### WRITTEN REQUEST
Gather every line from the records below that contains the word "barrel", treating uppercase and lowercase as different.

— Begin STORED DATA —

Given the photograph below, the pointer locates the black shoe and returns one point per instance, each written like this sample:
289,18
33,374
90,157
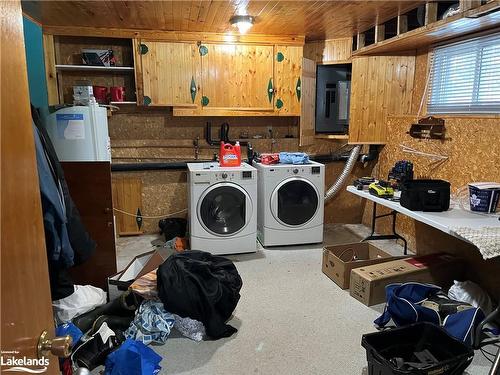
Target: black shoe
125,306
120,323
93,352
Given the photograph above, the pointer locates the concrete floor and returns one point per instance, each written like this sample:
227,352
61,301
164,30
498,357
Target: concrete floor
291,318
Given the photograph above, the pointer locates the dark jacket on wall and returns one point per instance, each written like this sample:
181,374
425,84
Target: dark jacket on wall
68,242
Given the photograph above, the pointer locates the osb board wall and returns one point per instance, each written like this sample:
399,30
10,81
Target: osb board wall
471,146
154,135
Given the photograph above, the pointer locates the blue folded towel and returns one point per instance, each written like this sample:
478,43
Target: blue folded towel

— End STORED DATA —
— Begin STORED DATA —

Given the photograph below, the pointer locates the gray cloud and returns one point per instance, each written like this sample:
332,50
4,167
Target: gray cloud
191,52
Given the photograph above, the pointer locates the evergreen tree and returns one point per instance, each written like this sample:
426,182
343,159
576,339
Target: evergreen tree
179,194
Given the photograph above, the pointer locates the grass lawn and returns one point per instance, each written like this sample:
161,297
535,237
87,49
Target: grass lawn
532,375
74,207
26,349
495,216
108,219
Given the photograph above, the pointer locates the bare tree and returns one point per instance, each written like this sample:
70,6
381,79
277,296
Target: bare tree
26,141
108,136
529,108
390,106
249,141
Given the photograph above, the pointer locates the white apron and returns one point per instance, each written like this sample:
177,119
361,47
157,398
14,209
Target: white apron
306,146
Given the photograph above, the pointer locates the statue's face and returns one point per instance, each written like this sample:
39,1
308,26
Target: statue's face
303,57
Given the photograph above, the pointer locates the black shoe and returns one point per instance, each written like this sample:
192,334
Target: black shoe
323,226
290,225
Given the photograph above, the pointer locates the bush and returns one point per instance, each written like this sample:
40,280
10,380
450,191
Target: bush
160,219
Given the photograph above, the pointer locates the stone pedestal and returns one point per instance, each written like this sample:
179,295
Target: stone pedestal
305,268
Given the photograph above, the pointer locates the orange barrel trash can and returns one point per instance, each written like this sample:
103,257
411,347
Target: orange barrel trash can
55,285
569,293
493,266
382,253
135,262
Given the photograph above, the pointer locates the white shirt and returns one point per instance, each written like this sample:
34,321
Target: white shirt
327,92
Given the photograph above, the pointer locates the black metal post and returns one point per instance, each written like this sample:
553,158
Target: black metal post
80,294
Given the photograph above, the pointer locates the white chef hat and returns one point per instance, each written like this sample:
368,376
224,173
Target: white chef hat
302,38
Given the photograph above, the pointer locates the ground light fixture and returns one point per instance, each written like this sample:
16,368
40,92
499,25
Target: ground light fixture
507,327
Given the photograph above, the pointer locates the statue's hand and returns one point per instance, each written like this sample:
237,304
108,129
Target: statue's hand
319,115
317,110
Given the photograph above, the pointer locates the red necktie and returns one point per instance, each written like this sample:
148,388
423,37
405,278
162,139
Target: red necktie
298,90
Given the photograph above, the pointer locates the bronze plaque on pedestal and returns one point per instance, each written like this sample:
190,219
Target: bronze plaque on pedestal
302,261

— End STORED DATA —

### TASK SOLUTION
Given the photograph above, the pointer locates the orange barrel trash can and returns one point per instance, each written like this sample:
Target: orange barrel trash can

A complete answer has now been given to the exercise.